* _REQUIREMENT_:
Could you return every record below exactly as it is written?
▼
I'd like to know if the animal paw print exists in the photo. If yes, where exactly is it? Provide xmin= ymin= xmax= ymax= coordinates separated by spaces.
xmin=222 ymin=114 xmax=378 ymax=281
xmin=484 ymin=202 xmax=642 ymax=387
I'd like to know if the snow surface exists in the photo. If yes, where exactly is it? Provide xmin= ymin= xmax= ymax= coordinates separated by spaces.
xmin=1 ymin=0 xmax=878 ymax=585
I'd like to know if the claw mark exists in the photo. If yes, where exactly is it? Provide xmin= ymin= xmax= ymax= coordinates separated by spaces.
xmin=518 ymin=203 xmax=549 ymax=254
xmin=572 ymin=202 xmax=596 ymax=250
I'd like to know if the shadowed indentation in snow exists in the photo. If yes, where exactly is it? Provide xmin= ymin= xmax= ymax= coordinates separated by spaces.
▲
* _ANSWER TO THE EXERCISE_:
I'd like to know if the animal paw print exists in the photo. If yes, where exactly is it? Provide xmin= ymin= xmax= ymax= coordinates separated by spaces.
xmin=222 ymin=114 xmax=378 ymax=281
xmin=484 ymin=202 xmax=642 ymax=387
I'd like to know if the snow surface exists in the photo. If yes, where exactly is it? Provide xmin= ymin= xmax= ymax= coordinates separated by spaces.
xmin=1 ymin=0 xmax=878 ymax=585
I'd like to know if the claw mark exists in the photo. If yes, where exactly is it? Provide xmin= ymin= xmax= ymax= coordinates separated by spaces.
xmin=518 ymin=203 xmax=549 ymax=254
xmin=572 ymin=202 xmax=596 ymax=250
I'd like to know if the shadowed indentation in snow exists in the photo. If yes, where exactly is it? Provide xmin= ymin= xmax= ymax= coordinates separated by spaces.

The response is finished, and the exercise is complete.